Exercise requirements
In the text on construction wrap-up insurance, under what condition do trailing deductibles apply to the umbrella policy?

Text block
- - -
Please keep in mind these coverage restrictions may vary by type of project.
Residential construction mandates less flexibility on behalf of the underwriter
than a green field manufacturing facility project.
We are seeing similar restrictions in the umbrella marketplace where few
carriers are willing to offer the limits and terms necessary for large construction
projects. Umbrella underwriters are imposing "trailing deductibles for completed
operations." Trailing deductibles apply to the umbrella policy when the underlying
completed operations aggregate is exhausted. The deductible applies on a per
occurrence basis and is uncapped. We have actually seen some underwriters apply
this to all underlying aggregates. Are we heading toward occurrence only umbrellas
on residential projects? Umbrella underwriters are also restricting coverage
by not offering per project aggregate limits and in certain cases, not including defense outside of the limits.
Use of one policy aggregate for the entire project term is also becoming more
common.
It is not all doom and gloom. The five or six key wrap-up players are more
willing to provide favorable terms on nonresidential construction. Residential
issues gather most of the publicity due to the abundance of such projects currently
in the course of construction, as well as the publicity given toward construction
defect matters. However, most wrap-up insurers will write office buildings,
institutional projects, hospitals and industrial type construction. When writing
these types of projects, underwriters are more concerned with such issues as
project location and state labor laws (i.e., New York Labor Laws 240 and 241).
A Sea Change
As previously mentioned, there is a shift in reasoning as respects wrap-ups.
While wrap-up sponsors are still motivated by the savings element, the latest
trend appears to be a slight move from savings motivation to coverage enhanced
wrap-ups. This seems to be most prevalent in the residential area. With the
advent of a restrictive subcontractor insurance marketplace, many contractors
are bringing deficient coverage to the table. This could be in the form of residential
exclusions, contractual limitations, and aggregate limit inadequacies. Knowing
that the project is protected with broad insurance coverage and adequate limits
are compelling reasons to choose a wrap-up.
CCIPs are becoming more popular as a risk management tool. This can be in
the form of a specific project or a multi-project controlled program. The marketplace
is encouraging this approach by their willingness to consider some CCIP projects
in a more favorable light as compared to OCIPs. Underwriters perceive that the
CCIP project is better able to be controlled through a more effective safety
management and claims mitigation program. In addition, underwriters appear more
comfortable that the contractor has a better ability to control the subcontractors
underneath them. I firmly believe it is still too early in the game to quantify
the results. As more data becomes available we will be in a better position
to move from perception to reality.
- - -
Collected data
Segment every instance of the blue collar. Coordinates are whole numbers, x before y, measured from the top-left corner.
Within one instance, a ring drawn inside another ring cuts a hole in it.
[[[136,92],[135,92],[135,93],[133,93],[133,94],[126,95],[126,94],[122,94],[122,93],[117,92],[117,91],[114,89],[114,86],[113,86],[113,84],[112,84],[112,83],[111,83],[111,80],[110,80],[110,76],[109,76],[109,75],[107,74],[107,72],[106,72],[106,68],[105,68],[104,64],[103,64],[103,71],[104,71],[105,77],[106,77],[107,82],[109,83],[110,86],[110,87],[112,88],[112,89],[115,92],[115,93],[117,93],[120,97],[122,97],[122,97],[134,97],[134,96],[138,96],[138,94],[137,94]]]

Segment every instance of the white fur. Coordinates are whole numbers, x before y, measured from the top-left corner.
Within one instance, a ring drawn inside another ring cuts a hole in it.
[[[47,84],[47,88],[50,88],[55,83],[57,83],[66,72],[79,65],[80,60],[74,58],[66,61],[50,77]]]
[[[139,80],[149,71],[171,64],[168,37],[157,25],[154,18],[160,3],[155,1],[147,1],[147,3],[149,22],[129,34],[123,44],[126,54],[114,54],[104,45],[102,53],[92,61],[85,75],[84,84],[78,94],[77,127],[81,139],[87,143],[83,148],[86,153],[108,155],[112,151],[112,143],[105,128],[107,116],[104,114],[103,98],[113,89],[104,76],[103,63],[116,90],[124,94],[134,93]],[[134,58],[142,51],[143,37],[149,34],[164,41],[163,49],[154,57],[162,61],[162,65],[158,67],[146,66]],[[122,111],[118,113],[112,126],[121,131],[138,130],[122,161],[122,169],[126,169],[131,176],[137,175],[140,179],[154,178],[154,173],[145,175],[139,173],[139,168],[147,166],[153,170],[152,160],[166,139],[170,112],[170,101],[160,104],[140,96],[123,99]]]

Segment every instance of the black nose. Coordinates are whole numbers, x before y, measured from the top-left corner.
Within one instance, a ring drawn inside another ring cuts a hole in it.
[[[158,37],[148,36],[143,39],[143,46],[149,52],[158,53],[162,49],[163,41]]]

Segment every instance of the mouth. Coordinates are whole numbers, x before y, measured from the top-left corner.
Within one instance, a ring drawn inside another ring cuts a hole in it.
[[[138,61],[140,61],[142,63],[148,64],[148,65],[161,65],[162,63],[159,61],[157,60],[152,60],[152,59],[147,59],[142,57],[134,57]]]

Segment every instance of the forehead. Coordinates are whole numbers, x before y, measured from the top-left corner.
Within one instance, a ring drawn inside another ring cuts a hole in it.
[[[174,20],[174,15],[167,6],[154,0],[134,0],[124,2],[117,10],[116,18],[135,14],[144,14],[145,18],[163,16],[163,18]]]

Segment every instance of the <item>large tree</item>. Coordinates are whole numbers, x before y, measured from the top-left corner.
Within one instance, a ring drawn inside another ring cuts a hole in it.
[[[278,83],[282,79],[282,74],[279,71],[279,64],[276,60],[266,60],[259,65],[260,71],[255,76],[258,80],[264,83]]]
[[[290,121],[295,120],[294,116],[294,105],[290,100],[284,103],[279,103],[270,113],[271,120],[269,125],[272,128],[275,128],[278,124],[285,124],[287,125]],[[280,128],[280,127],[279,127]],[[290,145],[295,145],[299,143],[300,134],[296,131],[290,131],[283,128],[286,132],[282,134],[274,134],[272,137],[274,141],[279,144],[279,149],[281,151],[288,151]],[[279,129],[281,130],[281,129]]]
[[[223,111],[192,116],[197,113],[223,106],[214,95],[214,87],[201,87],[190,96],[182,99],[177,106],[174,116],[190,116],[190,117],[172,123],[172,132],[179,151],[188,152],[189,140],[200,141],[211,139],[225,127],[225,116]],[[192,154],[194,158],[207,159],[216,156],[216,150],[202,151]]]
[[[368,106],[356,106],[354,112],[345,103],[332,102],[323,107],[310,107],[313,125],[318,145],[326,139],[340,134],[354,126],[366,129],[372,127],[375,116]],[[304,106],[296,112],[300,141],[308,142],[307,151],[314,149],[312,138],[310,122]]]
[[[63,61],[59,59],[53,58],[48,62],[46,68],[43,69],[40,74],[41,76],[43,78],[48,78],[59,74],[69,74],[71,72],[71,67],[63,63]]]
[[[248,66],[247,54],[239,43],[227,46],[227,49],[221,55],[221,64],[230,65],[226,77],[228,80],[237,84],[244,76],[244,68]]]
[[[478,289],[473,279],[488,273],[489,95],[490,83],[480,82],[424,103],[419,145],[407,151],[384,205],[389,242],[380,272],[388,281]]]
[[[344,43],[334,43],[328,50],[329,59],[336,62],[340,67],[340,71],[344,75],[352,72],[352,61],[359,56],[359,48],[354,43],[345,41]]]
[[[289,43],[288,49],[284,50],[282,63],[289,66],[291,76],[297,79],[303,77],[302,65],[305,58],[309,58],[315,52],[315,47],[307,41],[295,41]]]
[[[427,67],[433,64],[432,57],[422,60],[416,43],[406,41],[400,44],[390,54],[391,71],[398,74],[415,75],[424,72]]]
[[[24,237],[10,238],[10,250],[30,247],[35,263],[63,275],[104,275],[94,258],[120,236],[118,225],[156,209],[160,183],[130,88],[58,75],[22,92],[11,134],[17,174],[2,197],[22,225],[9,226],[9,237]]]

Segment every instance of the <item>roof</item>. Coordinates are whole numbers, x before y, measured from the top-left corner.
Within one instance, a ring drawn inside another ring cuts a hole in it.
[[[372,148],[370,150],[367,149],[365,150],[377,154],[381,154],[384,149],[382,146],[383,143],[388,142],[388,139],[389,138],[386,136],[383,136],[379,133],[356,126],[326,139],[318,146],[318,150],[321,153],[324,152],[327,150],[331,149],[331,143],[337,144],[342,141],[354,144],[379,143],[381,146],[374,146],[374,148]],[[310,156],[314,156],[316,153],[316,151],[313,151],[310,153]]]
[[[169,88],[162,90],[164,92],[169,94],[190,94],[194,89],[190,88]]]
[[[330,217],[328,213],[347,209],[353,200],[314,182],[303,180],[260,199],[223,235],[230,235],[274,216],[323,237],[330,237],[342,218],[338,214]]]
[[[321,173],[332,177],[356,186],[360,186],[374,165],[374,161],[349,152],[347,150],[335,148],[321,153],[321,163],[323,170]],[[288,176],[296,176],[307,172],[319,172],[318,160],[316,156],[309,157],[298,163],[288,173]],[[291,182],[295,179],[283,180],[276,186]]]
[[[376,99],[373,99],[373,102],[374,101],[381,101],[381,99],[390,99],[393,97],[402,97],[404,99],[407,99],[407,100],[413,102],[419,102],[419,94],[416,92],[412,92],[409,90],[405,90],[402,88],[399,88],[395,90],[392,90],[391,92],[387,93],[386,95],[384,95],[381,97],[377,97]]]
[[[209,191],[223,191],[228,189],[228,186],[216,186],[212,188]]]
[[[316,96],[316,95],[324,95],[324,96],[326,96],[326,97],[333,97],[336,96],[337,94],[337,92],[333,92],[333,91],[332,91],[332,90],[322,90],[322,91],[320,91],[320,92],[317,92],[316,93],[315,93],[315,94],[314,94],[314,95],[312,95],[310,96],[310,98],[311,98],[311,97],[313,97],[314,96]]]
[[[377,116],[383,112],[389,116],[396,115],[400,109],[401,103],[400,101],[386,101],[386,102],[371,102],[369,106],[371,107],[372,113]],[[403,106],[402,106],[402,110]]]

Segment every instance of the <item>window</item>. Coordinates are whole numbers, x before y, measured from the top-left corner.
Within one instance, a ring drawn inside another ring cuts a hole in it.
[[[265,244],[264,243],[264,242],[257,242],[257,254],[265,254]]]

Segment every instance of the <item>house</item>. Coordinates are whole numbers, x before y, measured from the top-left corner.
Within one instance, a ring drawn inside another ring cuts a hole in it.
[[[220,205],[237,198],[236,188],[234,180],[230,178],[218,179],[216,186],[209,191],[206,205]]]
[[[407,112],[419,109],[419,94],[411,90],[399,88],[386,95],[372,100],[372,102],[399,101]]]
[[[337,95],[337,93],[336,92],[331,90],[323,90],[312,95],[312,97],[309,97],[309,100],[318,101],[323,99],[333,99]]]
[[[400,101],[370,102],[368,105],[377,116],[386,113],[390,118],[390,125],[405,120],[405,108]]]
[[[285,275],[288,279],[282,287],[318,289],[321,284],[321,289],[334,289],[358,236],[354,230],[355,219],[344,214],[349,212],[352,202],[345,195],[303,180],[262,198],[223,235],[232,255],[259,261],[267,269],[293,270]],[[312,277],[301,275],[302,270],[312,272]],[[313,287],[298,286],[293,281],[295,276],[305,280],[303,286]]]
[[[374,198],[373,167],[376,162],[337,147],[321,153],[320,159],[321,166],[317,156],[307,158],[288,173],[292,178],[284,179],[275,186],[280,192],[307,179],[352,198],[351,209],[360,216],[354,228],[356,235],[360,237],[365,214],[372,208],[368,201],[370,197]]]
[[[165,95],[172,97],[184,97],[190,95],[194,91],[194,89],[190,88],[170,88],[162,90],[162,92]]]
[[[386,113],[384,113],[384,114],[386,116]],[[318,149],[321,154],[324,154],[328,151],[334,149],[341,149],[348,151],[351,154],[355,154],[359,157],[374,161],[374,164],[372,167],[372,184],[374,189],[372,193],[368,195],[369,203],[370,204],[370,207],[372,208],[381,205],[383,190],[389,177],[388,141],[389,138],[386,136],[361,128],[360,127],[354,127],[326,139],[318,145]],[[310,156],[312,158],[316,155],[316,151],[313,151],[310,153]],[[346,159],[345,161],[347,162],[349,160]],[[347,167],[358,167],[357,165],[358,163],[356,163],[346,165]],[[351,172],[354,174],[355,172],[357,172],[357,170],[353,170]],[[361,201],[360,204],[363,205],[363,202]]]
- - -
Solution for this task
They apply when the underlying completed operations aggregate is exhausted.